[Source records]
= = = =

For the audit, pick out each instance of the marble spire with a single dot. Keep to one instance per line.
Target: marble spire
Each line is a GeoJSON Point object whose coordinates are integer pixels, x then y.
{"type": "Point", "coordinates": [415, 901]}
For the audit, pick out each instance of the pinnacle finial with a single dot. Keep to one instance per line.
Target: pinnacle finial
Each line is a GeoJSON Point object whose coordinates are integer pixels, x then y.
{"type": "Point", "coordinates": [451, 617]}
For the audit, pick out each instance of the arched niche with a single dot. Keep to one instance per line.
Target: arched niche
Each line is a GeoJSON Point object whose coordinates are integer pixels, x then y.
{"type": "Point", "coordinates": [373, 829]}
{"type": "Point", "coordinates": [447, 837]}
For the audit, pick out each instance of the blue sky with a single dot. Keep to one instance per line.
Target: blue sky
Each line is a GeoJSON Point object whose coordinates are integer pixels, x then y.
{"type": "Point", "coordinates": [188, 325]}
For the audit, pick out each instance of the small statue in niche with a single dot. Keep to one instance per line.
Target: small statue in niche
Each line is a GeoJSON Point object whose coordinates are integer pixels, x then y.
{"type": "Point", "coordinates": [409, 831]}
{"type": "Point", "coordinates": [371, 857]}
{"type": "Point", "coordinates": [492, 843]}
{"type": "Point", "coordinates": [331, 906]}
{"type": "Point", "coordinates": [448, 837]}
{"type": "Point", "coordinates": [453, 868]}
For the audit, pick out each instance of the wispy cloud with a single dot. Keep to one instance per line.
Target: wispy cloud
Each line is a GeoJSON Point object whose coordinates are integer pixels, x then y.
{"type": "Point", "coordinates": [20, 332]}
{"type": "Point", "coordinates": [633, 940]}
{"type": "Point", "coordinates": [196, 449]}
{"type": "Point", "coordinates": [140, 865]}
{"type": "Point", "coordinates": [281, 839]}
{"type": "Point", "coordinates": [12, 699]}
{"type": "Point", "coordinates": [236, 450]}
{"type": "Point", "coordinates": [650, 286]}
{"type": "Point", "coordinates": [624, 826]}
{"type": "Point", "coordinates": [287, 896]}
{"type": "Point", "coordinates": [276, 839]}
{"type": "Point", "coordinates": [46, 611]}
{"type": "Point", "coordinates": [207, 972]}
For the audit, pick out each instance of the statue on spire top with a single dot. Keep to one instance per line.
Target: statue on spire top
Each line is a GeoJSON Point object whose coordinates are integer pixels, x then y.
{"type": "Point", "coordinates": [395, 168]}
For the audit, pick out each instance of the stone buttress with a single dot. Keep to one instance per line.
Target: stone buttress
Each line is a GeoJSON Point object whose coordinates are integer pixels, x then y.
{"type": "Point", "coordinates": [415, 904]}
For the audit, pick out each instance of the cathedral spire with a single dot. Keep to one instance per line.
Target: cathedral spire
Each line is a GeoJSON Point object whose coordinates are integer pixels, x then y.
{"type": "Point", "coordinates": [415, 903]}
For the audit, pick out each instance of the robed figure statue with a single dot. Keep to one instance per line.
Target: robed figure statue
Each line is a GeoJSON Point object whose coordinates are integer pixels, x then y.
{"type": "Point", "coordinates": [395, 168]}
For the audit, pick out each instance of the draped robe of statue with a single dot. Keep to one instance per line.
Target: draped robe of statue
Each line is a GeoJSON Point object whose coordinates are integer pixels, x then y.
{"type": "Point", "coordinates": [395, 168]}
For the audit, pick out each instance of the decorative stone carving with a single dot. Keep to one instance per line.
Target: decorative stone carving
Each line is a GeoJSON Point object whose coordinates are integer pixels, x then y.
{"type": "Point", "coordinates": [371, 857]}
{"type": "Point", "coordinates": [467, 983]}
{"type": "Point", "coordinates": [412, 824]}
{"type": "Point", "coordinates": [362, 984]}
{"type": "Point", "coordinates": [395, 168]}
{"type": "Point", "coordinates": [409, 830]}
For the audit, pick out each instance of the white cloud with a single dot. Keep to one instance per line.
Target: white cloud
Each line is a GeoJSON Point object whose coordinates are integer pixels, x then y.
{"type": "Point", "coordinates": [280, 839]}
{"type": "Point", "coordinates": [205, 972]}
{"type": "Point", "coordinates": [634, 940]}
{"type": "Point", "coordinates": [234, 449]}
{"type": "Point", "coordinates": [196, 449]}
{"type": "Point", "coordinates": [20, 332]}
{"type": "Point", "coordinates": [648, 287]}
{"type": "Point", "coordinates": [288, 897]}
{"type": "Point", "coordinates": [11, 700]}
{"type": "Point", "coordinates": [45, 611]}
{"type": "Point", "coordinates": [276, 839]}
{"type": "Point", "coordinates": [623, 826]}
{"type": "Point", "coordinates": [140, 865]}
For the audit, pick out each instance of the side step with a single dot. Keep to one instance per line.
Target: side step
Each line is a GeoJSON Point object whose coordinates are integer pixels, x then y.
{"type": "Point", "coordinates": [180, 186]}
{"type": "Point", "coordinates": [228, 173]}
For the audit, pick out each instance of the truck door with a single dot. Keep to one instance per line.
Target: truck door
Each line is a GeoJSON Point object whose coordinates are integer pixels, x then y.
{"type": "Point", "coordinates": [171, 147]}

= = = =

### Exercise
An exact copy of the entries from the line containing "Target: side step" through the last line is the expected answer.

### Reply
Target: side step
Each line is a GeoJSON Point object whose coordinates are integer pixels, x then y.
{"type": "Point", "coordinates": [180, 186]}
{"type": "Point", "coordinates": [228, 173]}
For the audit, pick out each instance of the truck door with a single dot. Keep to one instance per line.
Target: truck door
Each line is a GeoJSON Point object whose coordinates are integer pixels, x then y.
{"type": "Point", "coordinates": [171, 147]}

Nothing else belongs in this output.